# Source extract
4659 Roddenberry

Discovery
- Discovered by: S. J. Bus
- Discovery site: Siding Spring Obs.
- Discovery date: 2 March 1981

Designations
- Named after: Gene Roddenberry (American screenwriter)
- Alternative designations: 1981 EP_{20} · 1979 SY_{7} 1979 TO_{1}
- Minor planet category: main-belt · (inner) Nysa–Polana complex

Orbital characteristics
- Epoch 23 March 2018 (JD 2458200.5)
- Uncertainty parameter 0
- Observation arc: 41.19 yr (15,044 d)
- Aphelion: 2.9019 AU
- Perihelion: 1.8408 AU
- Semi-major axis: 2.3714 AU
- Eccentricity: 0.2237
- Orbital period (sidereal): 3.65 yr (1,334 d)
- Mean anomaly: 188.19°
- Mean motion: 0° 16^{m} 11.64^{s} / day
- Inclination: 2.4668°
- Longitude of ascending node: 19.633°
- Argument of perihelion: 5.1337°

Physical characteristics
- Mean diameter: 3.56 km (derived) 3.622±0.601 km
- Synodic rotation period: 12 h (poor)
- Geometric albedo: 0.193±0.065 0.20 (assumed)
- Spectral type: S (assumed)
- Absolute magnitude (H): 14.4 14.61 14.78±0.28

= 4659 Roddenberry =

Main-belt asteroid

4659 Roddenberry, provisional designation , is an asteroid located in the inner region of the asteroid belt, approximately 3.6 km in diameter. It was discovered on 2 March 1981, by American astronomer Schelte Bus at the Siding Spring Observatory in Australia. The likely S-type asteroid has an unsecured rotation period of 12 hours. It was named for American screenwriter Gene Roddenberry.

== Orbit and classification ==
The asteroid orbits the Sun in the inner asteroid belt at a distance of 1.8–2.9 AU once every 3 years and 8 months (1,334 days; semi-major axis of 2.37 AU). Its orbit has an eccentricity of 0.22 and an inclination of 2° with respect to the ecliptic. Roddenberry is a member of the Nysa–Polana complex, a collection of overlapping asteroid families in the inner main belt. The body's observation arc begins with a precovery taken at Palomar Observatory in February 1977, or four years prior to its official discovery observation at Siding Spring.

=== Rotation period ===

In the 1990s, a fragmentary rotational lightcurve of Roddenberry was obtained from photometric observations by Richard Binzel. Lightcurve analysis gave a highly uncertain rotation period of 12 hours with a brightness amplitude of 0.14 magnitude (U=1). As of 2018, no secure period has been obtained.

# Exercise
According to the asteroid entry, where was the precovery that begins the observation arc of 4659 Roddenberry taken, and when? Rely only on the asteroid entry.

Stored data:
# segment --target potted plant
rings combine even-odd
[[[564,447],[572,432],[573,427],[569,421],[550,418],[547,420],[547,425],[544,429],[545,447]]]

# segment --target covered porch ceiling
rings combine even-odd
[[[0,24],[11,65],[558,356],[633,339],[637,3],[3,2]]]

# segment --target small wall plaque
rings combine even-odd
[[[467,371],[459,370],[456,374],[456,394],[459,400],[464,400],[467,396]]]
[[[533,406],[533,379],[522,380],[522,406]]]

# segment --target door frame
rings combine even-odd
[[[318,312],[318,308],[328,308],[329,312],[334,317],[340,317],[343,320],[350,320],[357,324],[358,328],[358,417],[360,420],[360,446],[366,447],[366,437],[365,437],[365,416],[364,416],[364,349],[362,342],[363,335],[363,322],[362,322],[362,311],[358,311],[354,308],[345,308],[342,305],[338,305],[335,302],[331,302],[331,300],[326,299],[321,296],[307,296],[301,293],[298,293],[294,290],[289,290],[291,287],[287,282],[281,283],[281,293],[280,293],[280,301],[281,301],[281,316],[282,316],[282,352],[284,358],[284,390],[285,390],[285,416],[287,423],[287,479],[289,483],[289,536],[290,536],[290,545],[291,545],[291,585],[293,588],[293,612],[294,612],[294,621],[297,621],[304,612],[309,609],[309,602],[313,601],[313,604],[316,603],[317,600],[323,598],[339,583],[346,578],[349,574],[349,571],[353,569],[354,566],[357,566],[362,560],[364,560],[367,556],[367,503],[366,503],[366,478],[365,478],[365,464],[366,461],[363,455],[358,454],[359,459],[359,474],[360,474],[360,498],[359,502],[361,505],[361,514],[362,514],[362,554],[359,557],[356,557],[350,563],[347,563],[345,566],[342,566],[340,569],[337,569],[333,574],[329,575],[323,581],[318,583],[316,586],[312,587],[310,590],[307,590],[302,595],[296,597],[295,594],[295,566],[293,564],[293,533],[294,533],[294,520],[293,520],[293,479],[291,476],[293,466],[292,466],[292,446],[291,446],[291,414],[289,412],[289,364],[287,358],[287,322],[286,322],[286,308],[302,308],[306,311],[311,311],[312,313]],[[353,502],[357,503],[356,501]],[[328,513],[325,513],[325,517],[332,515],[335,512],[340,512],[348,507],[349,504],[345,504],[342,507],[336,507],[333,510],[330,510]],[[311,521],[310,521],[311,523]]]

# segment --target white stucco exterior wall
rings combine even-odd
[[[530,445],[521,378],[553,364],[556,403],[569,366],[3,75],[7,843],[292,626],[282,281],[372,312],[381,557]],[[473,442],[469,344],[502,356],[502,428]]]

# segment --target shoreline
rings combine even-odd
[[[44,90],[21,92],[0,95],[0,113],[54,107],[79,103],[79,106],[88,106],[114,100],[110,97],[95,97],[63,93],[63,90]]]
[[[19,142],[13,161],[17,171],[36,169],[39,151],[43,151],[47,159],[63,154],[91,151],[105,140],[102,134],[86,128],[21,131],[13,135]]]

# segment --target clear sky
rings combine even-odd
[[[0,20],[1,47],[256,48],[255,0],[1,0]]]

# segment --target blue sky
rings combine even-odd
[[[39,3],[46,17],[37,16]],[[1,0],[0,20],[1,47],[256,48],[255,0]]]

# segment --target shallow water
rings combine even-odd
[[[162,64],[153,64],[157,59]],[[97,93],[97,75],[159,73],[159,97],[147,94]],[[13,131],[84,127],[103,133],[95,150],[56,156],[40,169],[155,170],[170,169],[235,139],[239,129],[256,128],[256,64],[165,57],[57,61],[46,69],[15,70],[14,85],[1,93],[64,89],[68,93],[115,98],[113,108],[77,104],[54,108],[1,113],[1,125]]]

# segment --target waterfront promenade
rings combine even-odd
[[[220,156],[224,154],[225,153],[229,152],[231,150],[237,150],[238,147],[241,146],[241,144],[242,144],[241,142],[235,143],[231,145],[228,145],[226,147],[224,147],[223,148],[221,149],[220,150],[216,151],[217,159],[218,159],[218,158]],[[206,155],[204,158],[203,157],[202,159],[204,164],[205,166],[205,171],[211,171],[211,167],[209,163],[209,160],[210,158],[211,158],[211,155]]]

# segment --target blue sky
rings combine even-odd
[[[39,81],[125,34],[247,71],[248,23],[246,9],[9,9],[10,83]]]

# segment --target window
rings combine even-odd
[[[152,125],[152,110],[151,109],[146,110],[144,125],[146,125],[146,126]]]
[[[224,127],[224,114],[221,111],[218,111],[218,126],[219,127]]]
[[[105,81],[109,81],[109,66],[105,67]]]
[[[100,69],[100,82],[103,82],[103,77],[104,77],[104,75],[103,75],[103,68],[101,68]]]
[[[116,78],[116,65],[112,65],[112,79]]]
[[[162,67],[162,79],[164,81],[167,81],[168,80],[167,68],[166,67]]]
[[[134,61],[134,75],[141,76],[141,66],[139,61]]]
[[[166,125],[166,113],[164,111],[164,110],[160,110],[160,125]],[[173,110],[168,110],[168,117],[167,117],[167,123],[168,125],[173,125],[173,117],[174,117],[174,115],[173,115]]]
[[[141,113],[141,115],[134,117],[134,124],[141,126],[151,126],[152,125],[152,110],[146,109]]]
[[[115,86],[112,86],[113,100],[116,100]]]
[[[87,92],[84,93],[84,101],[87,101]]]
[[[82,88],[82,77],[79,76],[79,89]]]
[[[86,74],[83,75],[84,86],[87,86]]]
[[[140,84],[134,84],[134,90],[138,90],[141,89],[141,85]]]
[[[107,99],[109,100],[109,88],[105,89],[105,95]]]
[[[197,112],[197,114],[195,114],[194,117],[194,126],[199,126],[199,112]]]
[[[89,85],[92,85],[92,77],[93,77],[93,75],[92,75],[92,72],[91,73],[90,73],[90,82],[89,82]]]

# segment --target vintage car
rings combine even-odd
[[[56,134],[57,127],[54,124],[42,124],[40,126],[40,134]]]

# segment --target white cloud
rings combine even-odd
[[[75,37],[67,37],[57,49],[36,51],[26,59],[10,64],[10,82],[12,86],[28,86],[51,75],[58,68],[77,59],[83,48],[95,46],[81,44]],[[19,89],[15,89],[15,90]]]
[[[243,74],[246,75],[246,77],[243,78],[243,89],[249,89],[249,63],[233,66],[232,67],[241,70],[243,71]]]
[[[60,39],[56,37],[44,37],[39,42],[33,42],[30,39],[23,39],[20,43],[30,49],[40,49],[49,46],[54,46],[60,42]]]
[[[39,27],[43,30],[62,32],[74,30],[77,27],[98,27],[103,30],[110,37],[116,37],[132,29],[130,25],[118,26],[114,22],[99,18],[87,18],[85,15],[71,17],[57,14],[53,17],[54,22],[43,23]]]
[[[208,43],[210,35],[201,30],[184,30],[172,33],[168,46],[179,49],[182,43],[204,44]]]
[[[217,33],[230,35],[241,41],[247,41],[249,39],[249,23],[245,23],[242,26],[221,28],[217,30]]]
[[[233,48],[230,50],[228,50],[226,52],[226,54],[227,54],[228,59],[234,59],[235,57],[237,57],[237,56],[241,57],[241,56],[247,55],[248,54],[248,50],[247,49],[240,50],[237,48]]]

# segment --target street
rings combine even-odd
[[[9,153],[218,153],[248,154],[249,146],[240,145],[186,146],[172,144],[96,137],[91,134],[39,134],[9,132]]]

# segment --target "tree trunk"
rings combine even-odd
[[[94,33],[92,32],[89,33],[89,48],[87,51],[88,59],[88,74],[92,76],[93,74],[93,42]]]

# Solution to this exercise
At Palomar Observatory in February 1977.